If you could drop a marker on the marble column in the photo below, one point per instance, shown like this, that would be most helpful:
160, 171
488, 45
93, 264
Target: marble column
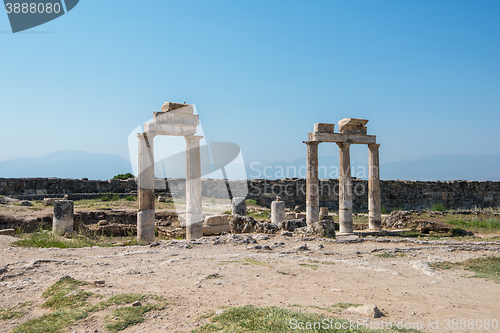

◇ ◇ ◇ ◇

● **Your instructions**
Output the rows above as a Markdown table with the columns No. and Line, one numbered table row per line, skipping blank lines. Omit the pictures.

● **Result of this task**
| No. | Line |
|---|---|
| 1 | If you could drop a marker on the marble column in the photo below, one point per instance, shown like this, that would be most helpful: |
| 2 | 160, 171 |
| 3 | 488, 45 |
| 4 | 93, 264 |
| 5 | Target: marble column |